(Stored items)
((
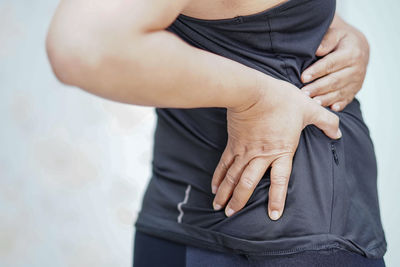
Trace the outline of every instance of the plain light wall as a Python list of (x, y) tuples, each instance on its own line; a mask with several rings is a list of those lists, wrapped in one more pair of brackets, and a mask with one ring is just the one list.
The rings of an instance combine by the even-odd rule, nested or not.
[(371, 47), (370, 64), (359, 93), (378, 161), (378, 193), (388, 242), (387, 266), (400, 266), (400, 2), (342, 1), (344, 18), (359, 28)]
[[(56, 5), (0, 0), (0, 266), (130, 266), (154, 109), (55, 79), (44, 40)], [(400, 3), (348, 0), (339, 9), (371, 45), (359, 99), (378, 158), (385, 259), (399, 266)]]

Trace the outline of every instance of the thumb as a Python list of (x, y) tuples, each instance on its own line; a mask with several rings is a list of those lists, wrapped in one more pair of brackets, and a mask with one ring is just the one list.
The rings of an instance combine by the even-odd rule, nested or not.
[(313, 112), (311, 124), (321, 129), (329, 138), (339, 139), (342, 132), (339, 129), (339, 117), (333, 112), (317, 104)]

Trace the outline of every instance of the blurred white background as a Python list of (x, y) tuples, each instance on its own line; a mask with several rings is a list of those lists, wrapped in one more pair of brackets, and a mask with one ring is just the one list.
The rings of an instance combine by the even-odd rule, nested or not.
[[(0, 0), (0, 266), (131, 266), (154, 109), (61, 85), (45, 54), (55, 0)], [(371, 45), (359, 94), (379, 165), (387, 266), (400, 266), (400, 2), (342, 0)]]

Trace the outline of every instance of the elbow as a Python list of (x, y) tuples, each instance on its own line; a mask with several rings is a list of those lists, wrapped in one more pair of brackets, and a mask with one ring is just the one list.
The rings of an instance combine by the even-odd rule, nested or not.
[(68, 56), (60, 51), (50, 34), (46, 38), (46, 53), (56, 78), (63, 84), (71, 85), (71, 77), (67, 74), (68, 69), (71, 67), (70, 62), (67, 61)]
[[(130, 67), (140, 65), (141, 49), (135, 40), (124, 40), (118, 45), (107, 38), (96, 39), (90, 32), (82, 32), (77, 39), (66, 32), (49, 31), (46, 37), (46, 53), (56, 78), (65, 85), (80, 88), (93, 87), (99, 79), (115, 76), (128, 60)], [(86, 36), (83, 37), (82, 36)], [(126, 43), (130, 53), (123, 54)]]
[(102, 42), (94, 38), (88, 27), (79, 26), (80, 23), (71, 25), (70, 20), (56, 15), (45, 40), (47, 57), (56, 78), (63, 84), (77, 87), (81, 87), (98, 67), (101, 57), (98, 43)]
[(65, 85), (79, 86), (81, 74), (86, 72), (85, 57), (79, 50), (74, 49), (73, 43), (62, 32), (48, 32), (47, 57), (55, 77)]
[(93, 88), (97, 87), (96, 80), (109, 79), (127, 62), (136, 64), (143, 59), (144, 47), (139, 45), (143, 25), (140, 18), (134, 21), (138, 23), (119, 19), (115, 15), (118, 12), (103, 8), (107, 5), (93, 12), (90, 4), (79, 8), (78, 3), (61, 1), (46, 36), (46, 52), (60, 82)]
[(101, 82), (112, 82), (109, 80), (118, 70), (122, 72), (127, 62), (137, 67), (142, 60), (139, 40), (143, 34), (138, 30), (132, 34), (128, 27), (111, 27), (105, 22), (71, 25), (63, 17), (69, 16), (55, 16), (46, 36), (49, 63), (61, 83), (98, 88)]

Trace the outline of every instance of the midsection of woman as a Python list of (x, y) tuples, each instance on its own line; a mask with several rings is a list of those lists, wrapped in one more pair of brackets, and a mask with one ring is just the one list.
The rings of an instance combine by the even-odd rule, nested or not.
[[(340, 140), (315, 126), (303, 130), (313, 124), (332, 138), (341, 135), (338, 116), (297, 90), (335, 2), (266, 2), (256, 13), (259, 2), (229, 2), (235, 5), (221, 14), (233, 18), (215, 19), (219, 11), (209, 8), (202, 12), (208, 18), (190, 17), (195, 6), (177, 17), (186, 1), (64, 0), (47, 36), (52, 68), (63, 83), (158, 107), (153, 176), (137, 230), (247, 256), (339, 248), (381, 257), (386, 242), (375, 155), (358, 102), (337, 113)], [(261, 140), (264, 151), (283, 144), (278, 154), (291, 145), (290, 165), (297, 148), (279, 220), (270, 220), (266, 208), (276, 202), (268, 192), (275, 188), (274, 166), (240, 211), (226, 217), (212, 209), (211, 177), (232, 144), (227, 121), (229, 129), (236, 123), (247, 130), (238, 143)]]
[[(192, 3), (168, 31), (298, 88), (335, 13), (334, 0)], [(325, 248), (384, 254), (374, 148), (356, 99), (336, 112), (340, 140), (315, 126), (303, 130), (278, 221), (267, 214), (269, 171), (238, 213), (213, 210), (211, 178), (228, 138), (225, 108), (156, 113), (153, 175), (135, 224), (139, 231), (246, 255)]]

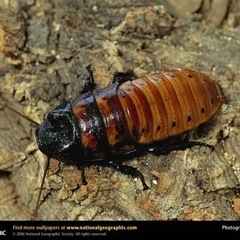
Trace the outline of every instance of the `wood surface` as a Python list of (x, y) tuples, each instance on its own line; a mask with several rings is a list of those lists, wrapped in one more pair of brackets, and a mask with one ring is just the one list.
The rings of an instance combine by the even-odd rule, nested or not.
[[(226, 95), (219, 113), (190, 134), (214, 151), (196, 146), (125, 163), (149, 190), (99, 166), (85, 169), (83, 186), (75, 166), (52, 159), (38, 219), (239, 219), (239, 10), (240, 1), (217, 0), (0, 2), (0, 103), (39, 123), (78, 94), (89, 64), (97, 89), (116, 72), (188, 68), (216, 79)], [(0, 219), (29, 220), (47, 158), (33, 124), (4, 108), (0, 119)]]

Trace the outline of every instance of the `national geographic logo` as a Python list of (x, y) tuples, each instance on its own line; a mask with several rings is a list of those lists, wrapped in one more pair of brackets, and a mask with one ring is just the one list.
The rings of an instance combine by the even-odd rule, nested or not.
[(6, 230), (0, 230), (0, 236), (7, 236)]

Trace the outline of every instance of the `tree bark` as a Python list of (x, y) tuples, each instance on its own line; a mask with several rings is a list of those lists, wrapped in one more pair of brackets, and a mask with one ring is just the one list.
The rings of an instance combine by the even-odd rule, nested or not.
))
Aim of the exercise:
For the records above, output each one exactly and skip any image.

Response:
Trace the outline of every instance of the plain light wall as a Python list of (x, y) tuples, each instance on its own line; a mask with several rings is a list of those lists, wrapped in one more pair of brackets, and a mask with one ring is just the one list.
The rings of an instance combine by the even-odd rule, nested or not.
[(371, 47), (370, 64), (359, 93), (378, 161), (378, 193), (388, 242), (387, 266), (400, 266), (400, 2), (342, 1), (344, 18), (359, 28)]
[[(56, 5), (0, 0), (0, 266), (130, 266), (154, 109), (55, 79), (44, 40)], [(400, 3), (348, 0), (339, 9), (371, 45), (359, 99), (378, 158), (385, 259), (399, 266)]]

Trace the outline of every instance of the thumb as a Python list of (x, y) tuples, each instance on its own line; a mask with several rings is a list of those lists, wrapped in one more pair of brackets, and a mask with one ring is just the one list.
The rings of an instance combine by the even-odd rule, nested or not.
[(313, 112), (311, 124), (321, 129), (329, 138), (339, 139), (342, 132), (339, 129), (339, 117), (333, 112), (317, 104)]

Trace the outline of every instance of the blurred white background as a Python list of (x, y) tuples, each instance on its own line; a mask with several rings is a list of those lists, wrapped in one more pair of brackets, and a mask with one ring is just the one list.
The rings of an instance combine by the even-odd rule, nested or not.
[[(0, 0), (0, 266), (131, 266), (154, 109), (61, 85), (45, 54), (55, 0)], [(371, 45), (359, 94), (379, 165), (387, 266), (400, 266), (400, 2), (342, 0)]]

Trace the outline of every instance of the elbow as a Python list of (x, y) tuples, each instance on its own line; a mask with several rings is a list of those lists, wrapped in one more pair of brackets, and a mask with one ring is just the one list.
The rings of an instance combine by the even-odd rule, nested or not.
[(68, 56), (60, 51), (50, 34), (46, 38), (46, 53), (56, 78), (63, 84), (71, 85), (71, 77), (67, 74), (68, 69), (71, 67), (70, 62), (67, 61)]
[[(130, 67), (140, 65), (141, 49), (135, 40), (124, 40), (118, 45), (107, 38), (96, 39), (90, 32), (82, 32), (77, 39), (66, 32), (49, 31), (46, 37), (46, 53), (56, 78), (65, 85), (80, 88), (93, 87), (99, 79), (115, 76), (128, 60)], [(86, 36), (83, 37), (82, 36)], [(126, 43), (130, 53), (123, 54)]]
[(102, 42), (94, 38), (88, 27), (79, 26), (80, 23), (71, 25), (70, 20), (56, 15), (45, 40), (47, 57), (56, 78), (63, 84), (77, 87), (81, 87), (98, 67), (101, 57), (98, 43)]
[(65, 85), (79, 86), (81, 74), (86, 72), (85, 57), (79, 50), (74, 49), (73, 43), (62, 32), (48, 32), (47, 57), (55, 77)]
[(93, 88), (97, 87), (96, 80), (109, 79), (127, 62), (136, 64), (143, 59), (144, 47), (139, 45), (143, 25), (140, 18), (134, 21), (138, 23), (119, 19), (115, 15), (118, 12), (103, 8), (107, 5), (93, 12), (90, 4), (79, 8), (78, 3), (61, 1), (46, 36), (46, 52), (60, 82)]
[(101, 82), (112, 82), (109, 80), (118, 70), (122, 72), (127, 62), (137, 67), (142, 60), (139, 40), (143, 34), (138, 30), (132, 34), (128, 27), (111, 27), (105, 22), (71, 25), (63, 17), (69, 16), (55, 16), (46, 36), (49, 63), (61, 83), (98, 88)]

Trace the outline of every instance of the midsection of woman as a Python list of (x, y) tuples, each instance on its own line; a mask with several rings is a list of those lists, wrapped in one more pair of brackets, and a mask with one ring is just the one list.
The rings of an instance combine by the even-odd rule, nested or not.
[[(340, 140), (315, 126), (303, 130), (313, 124), (332, 138), (341, 135), (338, 116), (297, 90), (335, 2), (266, 2), (256, 13), (259, 2), (229, 2), (235, 5), (221, 14), (233, 18), (215, 19), (219, 11), (209, 8), (202, 12), (208, 18), (190, 17), (195, 6), (177, 17), (186, 1), (64, 0), (47, 36), (52, 68), (63, 83), (158, 107), (153, 176), (137, 230), (247, 256), (339, 248), (381, 257), (386, 242), (375, 155), (358, 102), (337, 113)], [(261, 140), (264, 151), (283, 144), (278, 154), (291, 145), (290, 165), (297, 148), (279, 220), (270, 220), (266, 208), (276, 202), (268, 192), (275, 188), (274, 166), (240, 211), (226, 217), (212, 209), (211, 177), (232, 144), (227, 121), (229, 129), (236, 123), (247, 130), (238, 143)]]
[[(192, 3), (168, 31), (298, 88), (335, 13), (334, 0)], [(325, 248), (384, 254), (374, 148), (356, 99), (336, 112), (340, 140), (315, 126), (303, 130), (278, 221), (267, 214), (269, 171), (238, 213), (213, 210), (211, 178), (228, 138), (225, 108), (156, 113), (153, 175), (135, 224), (139, 231), (246, 255)]]

Trace the outline of every instance of the `wood surface` as a Python list of (x, y) tuples, each instance on its own line; a mask with several rings is a list of those lists, wrapped in one more pair of brackets, and a mask with one ring is just the one list.
The rings of an instance combine by the even-odd rule, nested or not.
[[(226, 95), (219, 113), (190, 134), (214, 151), (196, 146), (125, 163), (149, 190), (99, 166), (85, 169), (83, 186), (75, 166), (52, 159), (38, 219), (239, 219), (239, 10), (240, 1), (217, 0), (0, 2), (0, 103), (39, 123), (78, 94), (89, 64), (97, 89), (116, 72), (188, 68), (216, 79)], [(0, 219), (29, 220), (47, 158), (33, 124), (4, 108), (0, 119)]]

Trace the outline of every instance of the `national geographic logo` as a Python list of (x, y) tuples, each instance on its own line; a mask with several rings is a list of those lists, wrapped in one more pair of brackets, and a mask with one ring is just the one list.
The rings of an instance combine by the even-odd rule, nested or not.
[(6, 230), (0, 230), (0, 236), (7, 236)]

Trace the outline of every instance of the `tree bark` as a Python list of (x, y) tuples, each instance on its own line; a mask with several rings is a list of those lists, wrapped in one more pair of brackets, and a mask with one ring is just the one list.
The rings of an instance combine by the even-odd rule, nested or not.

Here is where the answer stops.